SOURCE —
>>>>

Monday, September 21, 2009

Pak choi with oyster sauce

Until I had my neither cooked nor raw insight, I was never quite sure what to do with pak choi. This is really simple, but effective. The key to it is that the green parts of the leaves should be slightly singed, while the white stems should still be crunchy and fresh, creating a nice contrast of textures and flavours. If you don't like oyster sauce, or it's against your principles, then you could use some light soy sauce and a little sesame oil instead.




Ingredients
4 small heads of pak choi
4 tablespoons of oyster sauce
vegetable oil

Method
  1. Remove any tired-looking outer leaves from the pak choi, and cut any larger leaves in half lengthwise.
  2. In a wok or large frying pan, heat a little vegetable oil until it starts to smoke. (As for most stir-fries, the oil is not really a cooking medium as such, just a way of stopping the ingredients from sticking.)
  3. Add the pak choi and cook over a high flame for a couple of minutes.
  4. Drizzle the oyster sauce over the pak choi and serve.

Chicken with cucumber in a garlic and vinegar sauce

My love affair with cooked cucumber continues. This is a really simple dish, with just a few, clear flavours. The idea of using vinegar was inspired by pickled cucumbers.



Ingredients
500g of chicken breast
4 cloves of garlic
1-inch piece of ginger
6 spring onions
1 cucumber
4 tablespoons of white wine
2 tablespoons of rice vinegar
2 tablespoons of light soy sauce
vegetable oil

Method
  1. Peel and chop the garlic and ginger. Top and tail the spring onions (removing only the very ends) and cut into 1cm sections. Cut the ends off the cucumber, and cut the cucumber into 3 or 4 segments crosswise. Cut each segment lengthwise into slices - neither wafer-thin nor too thick - discarding the outside slice on each side to reduce the amount of cucumber skin. Then cut the pile of slices in half, lengthwise to give you narrow rectangles. Trim any fat off the chicken breasts, then cut into thinnish slices.
  2. Heat the wine in a small saucepan to boil off the alcohol, then remove from the heat and add the vinegar and soy sauce.
  3. Heat a couple of tablespoons of vegetable oil in a wok until it is smoking hot, then add the chicken and stir-fry until it is just done. (It should be cooked but still juicy - not dry.) Remove the chicken to a bowl.
  4. Pour away any oil left in the wok, wipe clean then add a little fresh vegetable oil (a couple of teaspoons), and heat until smoking hot. Add the garlic and ginger, fry for a few seconds, then add the sliced cucumber and spring onions and stir-fry until the cucumber pieces are hot. (Take care not to overcook them. The cucumber should still taste crunchy and fresh.)
  5. Return the chicken to the wok, together with any juices which have collected in the bowl, add the sauce ingredients and cook over a high flame for a few seconds until the sauce has heated through. Serve with noodles or rice.

<<<<

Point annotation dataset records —
>>>>

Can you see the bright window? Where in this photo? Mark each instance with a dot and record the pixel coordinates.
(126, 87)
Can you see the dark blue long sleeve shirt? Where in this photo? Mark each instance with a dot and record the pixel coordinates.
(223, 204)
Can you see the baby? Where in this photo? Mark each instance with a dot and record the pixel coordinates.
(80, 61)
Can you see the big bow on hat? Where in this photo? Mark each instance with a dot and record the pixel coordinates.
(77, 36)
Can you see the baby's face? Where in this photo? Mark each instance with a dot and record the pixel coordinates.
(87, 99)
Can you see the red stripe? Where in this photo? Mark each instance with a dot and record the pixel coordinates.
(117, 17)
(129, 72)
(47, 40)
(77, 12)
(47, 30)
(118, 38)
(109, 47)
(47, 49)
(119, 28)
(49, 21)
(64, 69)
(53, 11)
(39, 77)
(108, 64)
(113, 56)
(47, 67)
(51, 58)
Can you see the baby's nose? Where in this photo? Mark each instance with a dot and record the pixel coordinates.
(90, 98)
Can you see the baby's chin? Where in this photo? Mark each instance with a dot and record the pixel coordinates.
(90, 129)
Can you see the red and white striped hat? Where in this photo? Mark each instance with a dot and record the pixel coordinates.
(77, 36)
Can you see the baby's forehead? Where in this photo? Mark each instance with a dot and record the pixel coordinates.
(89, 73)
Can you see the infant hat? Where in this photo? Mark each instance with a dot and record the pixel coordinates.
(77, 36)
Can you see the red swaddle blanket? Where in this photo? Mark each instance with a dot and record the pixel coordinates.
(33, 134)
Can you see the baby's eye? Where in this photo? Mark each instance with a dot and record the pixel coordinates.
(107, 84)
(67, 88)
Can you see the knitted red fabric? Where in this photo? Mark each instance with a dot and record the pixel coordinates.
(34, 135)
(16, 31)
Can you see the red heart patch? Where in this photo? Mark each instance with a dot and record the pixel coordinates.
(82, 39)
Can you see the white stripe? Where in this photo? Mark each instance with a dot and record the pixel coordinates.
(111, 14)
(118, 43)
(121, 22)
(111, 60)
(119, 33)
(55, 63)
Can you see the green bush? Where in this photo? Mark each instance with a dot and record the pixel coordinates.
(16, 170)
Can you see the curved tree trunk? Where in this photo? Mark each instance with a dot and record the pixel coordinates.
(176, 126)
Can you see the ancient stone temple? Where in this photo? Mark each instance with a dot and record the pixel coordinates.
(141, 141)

<<<<

WRITTEN INSTRUCTION — Transcribe everything in the recipe post from "2. In a wok" down to "by pickled cucumbers.". Work only from the recipe post.

SOLUTION FOR THIS PROBLEM —
2. In a wok or large frying pan, heat a little vegetable oil until it starts to smoke. (As for most stir-fries, the oil is not really a cooking medium as such, just a way of stopping the ingredients from sticking.)
  3. Add the pak choi and cook over a high flame for a couple of minutes.
  4. Drizzle the oyster sauce over the pak choi and serve.

Chicken with cucumber in a garlic and vinegar sauce

My love affair with cooked cucumber continues. This is a really simple dish, with just a few, clear flavours. The idea of using vinegar was inspired by pickled cucumbers.